**RECORD EXCERPTS**.
***

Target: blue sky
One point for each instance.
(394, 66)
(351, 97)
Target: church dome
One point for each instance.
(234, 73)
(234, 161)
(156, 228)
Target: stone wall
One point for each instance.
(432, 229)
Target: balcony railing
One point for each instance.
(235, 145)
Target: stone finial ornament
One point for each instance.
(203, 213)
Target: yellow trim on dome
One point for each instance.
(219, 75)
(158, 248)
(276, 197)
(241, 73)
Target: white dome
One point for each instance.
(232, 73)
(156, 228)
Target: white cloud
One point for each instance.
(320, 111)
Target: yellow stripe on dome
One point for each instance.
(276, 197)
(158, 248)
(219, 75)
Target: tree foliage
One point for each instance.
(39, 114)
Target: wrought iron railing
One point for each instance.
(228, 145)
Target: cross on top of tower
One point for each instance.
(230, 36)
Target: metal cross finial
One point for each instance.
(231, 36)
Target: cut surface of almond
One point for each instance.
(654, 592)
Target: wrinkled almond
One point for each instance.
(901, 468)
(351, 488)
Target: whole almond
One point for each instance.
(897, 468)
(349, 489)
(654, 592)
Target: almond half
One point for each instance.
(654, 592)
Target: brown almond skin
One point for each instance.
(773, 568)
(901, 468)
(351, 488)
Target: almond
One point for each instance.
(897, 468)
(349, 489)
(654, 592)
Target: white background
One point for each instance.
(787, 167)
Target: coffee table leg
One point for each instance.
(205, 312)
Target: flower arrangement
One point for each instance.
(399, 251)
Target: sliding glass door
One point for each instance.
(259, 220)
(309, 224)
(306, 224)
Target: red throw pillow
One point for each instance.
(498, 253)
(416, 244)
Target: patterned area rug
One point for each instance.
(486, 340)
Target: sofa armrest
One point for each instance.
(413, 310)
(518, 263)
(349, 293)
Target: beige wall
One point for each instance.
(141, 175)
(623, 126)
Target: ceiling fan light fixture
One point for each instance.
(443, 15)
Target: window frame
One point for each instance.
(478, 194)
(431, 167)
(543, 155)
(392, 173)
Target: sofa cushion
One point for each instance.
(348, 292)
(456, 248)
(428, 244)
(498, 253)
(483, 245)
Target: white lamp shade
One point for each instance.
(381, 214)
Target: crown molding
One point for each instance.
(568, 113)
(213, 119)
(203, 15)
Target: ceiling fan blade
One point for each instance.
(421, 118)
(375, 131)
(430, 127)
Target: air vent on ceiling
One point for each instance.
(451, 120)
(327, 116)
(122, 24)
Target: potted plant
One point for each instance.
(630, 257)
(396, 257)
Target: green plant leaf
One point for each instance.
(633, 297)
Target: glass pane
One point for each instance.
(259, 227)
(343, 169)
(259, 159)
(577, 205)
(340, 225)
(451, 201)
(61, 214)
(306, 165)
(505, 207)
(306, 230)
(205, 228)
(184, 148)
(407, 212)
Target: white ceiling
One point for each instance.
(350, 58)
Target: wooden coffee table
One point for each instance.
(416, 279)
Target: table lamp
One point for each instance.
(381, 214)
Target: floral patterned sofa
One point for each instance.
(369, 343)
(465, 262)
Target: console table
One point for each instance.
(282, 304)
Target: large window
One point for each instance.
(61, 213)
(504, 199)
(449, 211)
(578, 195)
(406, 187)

***

**WRITTEN EXERCISE**.
Rewrite all the records above, exchanging "Target" for "Label" wherever it occurs and leaving every other part unchanged.

**COMPLETED TASK**.
Label: blue sky
One point for each instance.
(394, 66)
(351, 97)
Label: church dome
One point for each instance.
(234, 73)
(234, 161)
(156, 228)
Label: stone wall
One point for each instance.
(432, 229)
Label: balcony railing
One point for each instance.
(235, 145)
Label: stone finial ornament
One point for each instance.
(203, 213)
Label: yellow trim on dome
One point for each instance.
(219, 75)
(158, 248)
(276, 197)
(241, 73)
Label: white dome
One point for each instance.
(232, 73)
(156, 228)
Label: white cloud
One point for each instance.
(320, 111)
Label: yellow stripe on dome
One point for each instance.
(276, 197)
(158, 248)
(219, 75)
Label: tree foliage
One point for each instance.
(39, 114)
Label: wrought iron railing
One point for each instance.
(228, 145)
Label: cross on top of tower
One point for each instance.
(230, 36)
Label: metal cross finial
One point for each instance.
(231, 36)
Label: cut surface of almond
One point for each instance.
(654, 592)
Label: wrinkled almond
One point for each instance.
(901, 468)
(351, 488)
Label: whole almond
One point for each instance.
(897, 468)
(349, 489)
(654, 592)
Label: almond half
One point for each instance.
(654, 592)
Label: brown almond skin
One point for each instance.
(773, 568)
(901, 468)
(351, 488)
Label: almond
One point for each instance.
(897, 468)
(349, 489)
(654, 592)
Label: white background
One point for each instance.
(787, 167)
Label: coffee table leg
One point for each instance.
(205, 312)
Label: flower arrangement
One point for each instance.
(399, 251)
Label: sliding glass door
One point for each instance.
(259, 220)
(309, 224)
(306, 224)
Label: red throw pillow
One point for each instance.
(498, 253)
(416, 244)
Label: patterned area rug
One point for each instance.
(486, 340)
Label: sofa armrest
One point for each instance.
(413, 310)
(518, 263)
(349, 293)
Label: beige wall
One point for each instance.
(141, 175)
(623, 126)
Label: ceiling fan light fixture
One point for each instance.
(443, 15)
Label: window frame
One point for each instance.
(478, 194)
(431, 167)
(543, 155)
(392, 173)
Label: sofa cushion
One point for each instance.
(348, 292)
(456, 248)
(428, 244)
(498, 253)
(483, 245)
Label: white lamp shade
One point for each instance.
(381, 214)
Label: crown molding
One point for each instance.
(568, 113)
(213, 119)
(203, 15)
Label: ceiling fan blade
One point for each instance.
(421, 118)
(375, 131)
(430, 127)
Label: air vent on ceiling
One point for each instance.
(451, 120)
(327, 116)
(122, 24)
Label: potted plant
One point for each instance.
(630, 257)
(396, 257)
Label: green plant leaf
One point for each instance.
(633, 297)
Label: glass pane
One point for each instance.
(259, 227)
(343, 169)
(259, 159)
(577, 205)
(340, 225)
(451, 201)
(61, 214)
(306, 165)
(505, 207)
(306, 230)
(205, 228)
(184, 148)
(407, 212)
Label: white ceiling
One point for each instance.
(350, 58)
Label: wooden coffee table
One point for each instance.
(416, 279)
Label: table lamp
One point for each instance.
(381, 214)
Label: floral patterned sofa
One point for each instance.
(369, 343)
(465, 262)
Label: console table
One point for each instance.
(282, 304)
Label: large window
One point for each instance.
(61, 213)
(504, 199)
(449, 211)
(578, 195)
(406, 187)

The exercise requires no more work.